> _Objectif_
Réécrivez les lignes de chaque enregistrement en remplaçant « shirt collar » par « jacket collar », sans rien modifier d'autre.

> _Données de l'exercice_
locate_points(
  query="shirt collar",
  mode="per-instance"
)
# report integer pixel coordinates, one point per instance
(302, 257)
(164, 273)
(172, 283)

> _Réponse de l'exercice_
locate_points(
  query="jacket collar",
  mode="per-instance"
)
# report integer pixel coordinates, one point per instance
(302, 257)
(164, 273)
(172, 283)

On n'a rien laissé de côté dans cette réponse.